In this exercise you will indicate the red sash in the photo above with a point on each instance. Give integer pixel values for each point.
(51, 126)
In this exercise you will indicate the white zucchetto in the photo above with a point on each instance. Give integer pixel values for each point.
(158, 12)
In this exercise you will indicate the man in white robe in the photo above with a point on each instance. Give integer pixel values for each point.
==
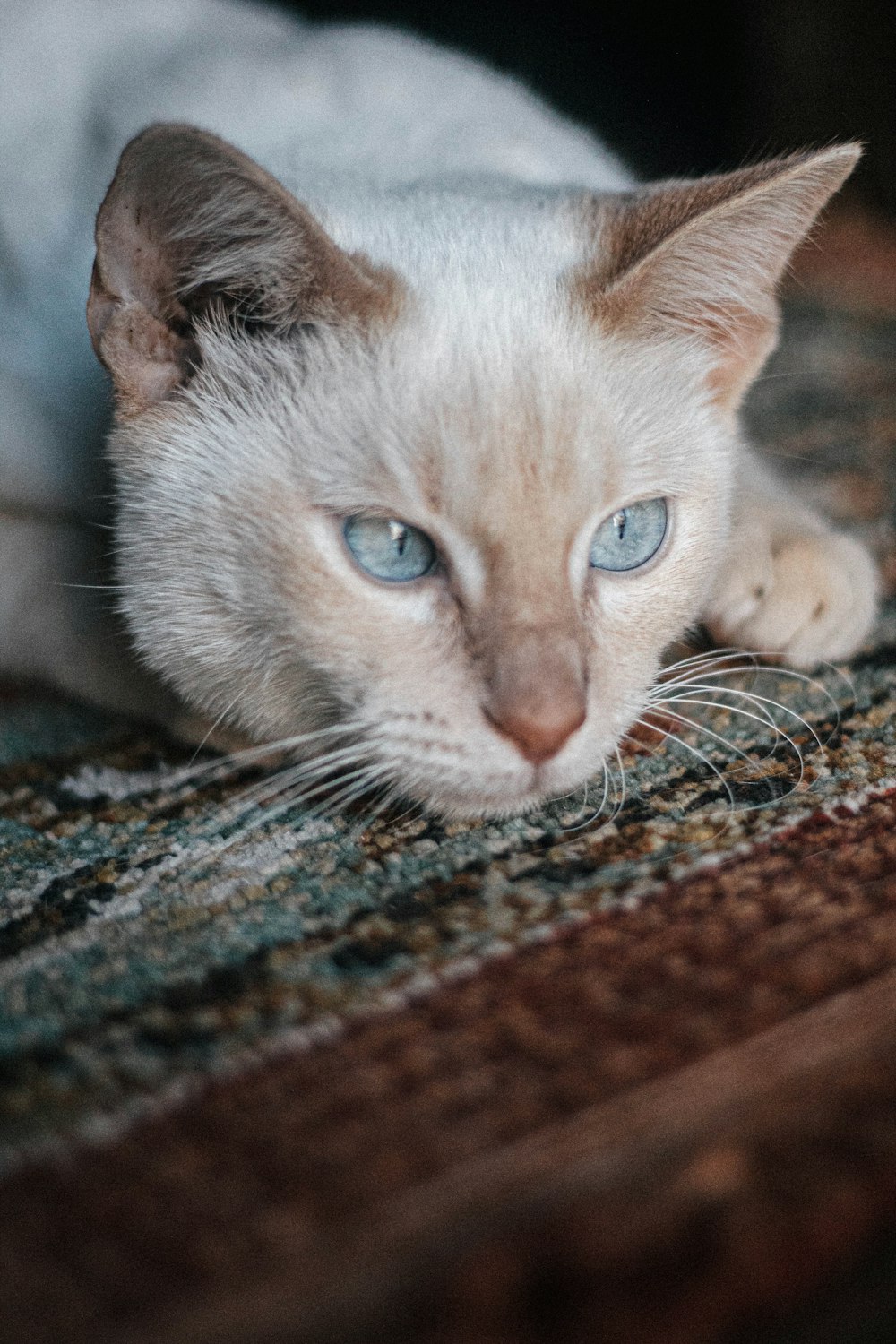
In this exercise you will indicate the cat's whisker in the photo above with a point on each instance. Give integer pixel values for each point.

■ Exercise objective
Only the lines above from the line with "In this exercise you will indicate the white" to the line with "In this exercise you will indicate the man", those two lines included, should be reproduced exactly.

■ Solution
In this exercise you will indicate the white zucchetto in the photo above with a point on each instance. Give integer pixel values for each point.
(158, 12)
In this exercise you will indicate the man in white robe in the photo above with a point on each instance. Give integer pixel values for each point.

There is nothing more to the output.